Hello again
I am coming to acceptance, but not really. How long does it take one to accept the fact that they have an incurable disease. A week, a month, 6 months, never. There are the stages that one must go through. I am getting there. Still hurts. And the fact I have no one to discus this with is even more bothersome. Again, I guess it is my doing. Not having people around. I am so busy. I travel 7 hours a day by bus to go and take care of my ailing mother. And I know this is what I am to be doing with my life at this moment in time. Take care of my parent. Honor your mother and father. Honor the widow. This is what I am doing and I am doing a great job of it.
No one else can even compare to what I am doing. No one else, at mom's home, spends as much time as I do or has spent the days in a row I have spent. Over 3 1/2 years, without missing one single day. I don't say any of this to brag. It is what it is.
So if I have no one to speak with. I don't have time. I need to be in White Rock and this will give me 7 hours everyday to spend trying to get things happening. I mean to talk to the proper people who can help me with this disease and everything else I am going through.
MOM
Bath day, so mom is always in bed when I arrive. And she is always hot. Today I found her in the corner of her bed. With her head against the rail. Very uncomfortable. And it looked like she was in some pain. I quickly remedied that situation. Straightened her out. Took some of the blankets off her. The staff could not even change the sheets. Mom is clean and they put her into a dirty bed. REALLY!
Anyways. I gave mom as much to drink as she wanted. Which was allot. And then a snack followed by tomatoes. I went and warmed up dinner. Mom ate everything, and by the time her served dinner came, mom was done. And by the way, it took this care aid almost an hour to serve the dinner. We should know, Man Tracker was almost done. An hour show, starting at 5 ending at 6. We watch this every Saturday.
After I changed mom's sheets, changed her into the proper night gown. Then I was able to completely give mom her nightly spa treatment before this casual staff came into change mom.
Oh yea, this women didn't come in anywhere near the time she should of been there. I pressed the buzzer and not a soul came around. No one. For half and hour. That is when I turned it off myself. This is how good they are. If it was an emergency, the person would of been dead, by the time. Right they never came.
Anyways, I was by mom's side until 8 pm tonight. I sang our good night song to her early, then I just held her hand. Before I realized it, it was 8. Didn't matter anyways. If I lived in White Rock. I would be there later than that.
Well it is very late time for me to go.

- Exercise aim:
Copy the stretch of the journal entry from "Anyways. I gave" through "this every Saturday.", changing "dinner" to "supper".

- Input data:
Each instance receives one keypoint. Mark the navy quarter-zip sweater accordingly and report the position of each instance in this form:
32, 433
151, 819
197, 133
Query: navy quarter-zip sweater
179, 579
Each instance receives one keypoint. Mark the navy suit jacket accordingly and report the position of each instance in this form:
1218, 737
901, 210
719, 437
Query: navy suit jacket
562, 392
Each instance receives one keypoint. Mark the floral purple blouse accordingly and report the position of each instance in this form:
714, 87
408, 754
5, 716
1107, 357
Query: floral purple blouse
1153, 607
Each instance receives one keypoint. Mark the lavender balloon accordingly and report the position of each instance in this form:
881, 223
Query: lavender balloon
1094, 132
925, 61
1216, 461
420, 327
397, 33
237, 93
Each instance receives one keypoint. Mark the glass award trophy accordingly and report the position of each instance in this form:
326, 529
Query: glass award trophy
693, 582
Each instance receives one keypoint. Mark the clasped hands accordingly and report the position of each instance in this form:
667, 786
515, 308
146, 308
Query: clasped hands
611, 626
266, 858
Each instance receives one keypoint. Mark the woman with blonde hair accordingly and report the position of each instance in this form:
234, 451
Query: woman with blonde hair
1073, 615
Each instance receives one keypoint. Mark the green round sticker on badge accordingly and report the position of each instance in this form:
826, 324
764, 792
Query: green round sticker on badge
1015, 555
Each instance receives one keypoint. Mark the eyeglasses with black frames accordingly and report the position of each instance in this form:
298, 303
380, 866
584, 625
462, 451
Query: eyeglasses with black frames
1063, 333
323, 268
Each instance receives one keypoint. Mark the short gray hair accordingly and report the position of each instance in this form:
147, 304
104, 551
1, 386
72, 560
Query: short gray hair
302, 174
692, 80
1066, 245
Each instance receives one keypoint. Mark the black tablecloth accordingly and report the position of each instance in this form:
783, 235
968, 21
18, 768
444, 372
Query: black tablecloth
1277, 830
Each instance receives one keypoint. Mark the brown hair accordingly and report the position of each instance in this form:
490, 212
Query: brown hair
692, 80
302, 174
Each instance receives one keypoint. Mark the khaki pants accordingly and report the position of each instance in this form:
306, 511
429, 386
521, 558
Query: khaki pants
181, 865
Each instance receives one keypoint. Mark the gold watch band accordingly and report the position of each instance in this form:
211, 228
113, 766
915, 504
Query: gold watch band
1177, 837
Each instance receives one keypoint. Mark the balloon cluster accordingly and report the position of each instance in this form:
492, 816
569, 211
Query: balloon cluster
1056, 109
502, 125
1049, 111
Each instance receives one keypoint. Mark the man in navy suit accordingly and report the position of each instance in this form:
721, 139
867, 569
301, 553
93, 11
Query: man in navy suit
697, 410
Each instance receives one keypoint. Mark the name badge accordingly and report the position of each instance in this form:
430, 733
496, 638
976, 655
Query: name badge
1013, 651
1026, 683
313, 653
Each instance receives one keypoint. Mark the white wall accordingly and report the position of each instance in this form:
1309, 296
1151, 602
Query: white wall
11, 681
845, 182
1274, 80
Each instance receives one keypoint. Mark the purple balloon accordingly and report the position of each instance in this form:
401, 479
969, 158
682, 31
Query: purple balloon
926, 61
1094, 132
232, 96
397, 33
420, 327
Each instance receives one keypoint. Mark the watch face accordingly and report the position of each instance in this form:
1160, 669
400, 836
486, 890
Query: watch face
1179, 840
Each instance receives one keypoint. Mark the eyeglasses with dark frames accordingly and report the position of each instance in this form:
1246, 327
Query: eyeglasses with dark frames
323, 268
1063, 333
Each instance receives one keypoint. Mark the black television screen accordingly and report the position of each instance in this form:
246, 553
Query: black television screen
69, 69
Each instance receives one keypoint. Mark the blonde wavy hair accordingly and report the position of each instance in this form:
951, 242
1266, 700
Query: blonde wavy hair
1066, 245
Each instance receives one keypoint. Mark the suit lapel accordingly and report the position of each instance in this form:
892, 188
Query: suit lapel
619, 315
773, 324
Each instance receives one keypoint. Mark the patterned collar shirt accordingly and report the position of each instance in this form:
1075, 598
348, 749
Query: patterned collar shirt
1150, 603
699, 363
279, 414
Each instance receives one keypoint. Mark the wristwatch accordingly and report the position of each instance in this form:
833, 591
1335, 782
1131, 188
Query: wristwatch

- Written response:
Anyways. I gave mom as much to drink as she wanted. Which was allot. And then a snack followed by tomatoes. I went and warmed up supper. Mom ate everything, and by the time her served supper came, mom was done. And by the way, it took this care aid almost an hour to serve the supper. We should know, Man Tracker was almost done. An hour show, starting at 5 ending at 6. We watch this every Saturday.